EXERCISE DESCRIPTION:
An exact copy of the line containing "Target: tree canopy" and of every line after it, through the last line of the material, is what should be returned.
BEGIN INFORMATION
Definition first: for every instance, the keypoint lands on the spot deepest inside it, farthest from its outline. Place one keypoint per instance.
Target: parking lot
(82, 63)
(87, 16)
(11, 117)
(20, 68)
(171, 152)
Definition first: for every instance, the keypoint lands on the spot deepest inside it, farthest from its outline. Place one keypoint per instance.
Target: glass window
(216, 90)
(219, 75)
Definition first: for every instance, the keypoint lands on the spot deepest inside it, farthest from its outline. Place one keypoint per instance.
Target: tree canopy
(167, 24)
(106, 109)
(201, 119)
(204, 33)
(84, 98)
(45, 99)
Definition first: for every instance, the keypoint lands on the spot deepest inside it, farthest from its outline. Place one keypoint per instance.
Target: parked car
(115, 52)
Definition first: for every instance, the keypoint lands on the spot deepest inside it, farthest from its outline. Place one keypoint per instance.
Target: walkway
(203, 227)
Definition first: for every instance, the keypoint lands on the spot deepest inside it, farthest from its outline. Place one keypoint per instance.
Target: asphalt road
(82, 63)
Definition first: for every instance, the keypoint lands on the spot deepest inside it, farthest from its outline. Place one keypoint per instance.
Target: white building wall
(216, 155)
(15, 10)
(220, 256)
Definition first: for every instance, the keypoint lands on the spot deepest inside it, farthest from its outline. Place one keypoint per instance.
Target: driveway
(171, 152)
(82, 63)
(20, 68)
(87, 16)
END INFORMATION
EXPECTED ANSWER:
Target: tree canopy
(167, 24)
(106, 109)
(201, 119)
(204, 33)
(84, 98)
(45, 99)
Definition first: for every instance, the keypoint lands on the spot deepest inside it, farthest from its outline. Place one keypoint per instance.
Target: parked car
(115, 52)
Definition first: for every instance, the keypoint lands on the spot deepest inside it, farthest from its outline. Place one keypoint per instance.
Target: walkway
(203, 227)
Definition first: for every instance, the keypoint lands on the spot deepest inside it, farthest from its outline. Place one keypoint per instance.
Target: asphalt road
(82, 63)
Definition first: for every instance, the keypoint lands on the spot deepest inside it, farthest from its outline. Place one keypoint per instance.
Target: white building wall
(216, 155)
(15, 10)
(220, 256)
Definition first: for every instance, the keypoint lands on the spot deepest inside it, farthest from its outline. Place one keypoint per instance.
Target: driveway
(171, 152)
(82, 63)
(20, 68)
(87, 16)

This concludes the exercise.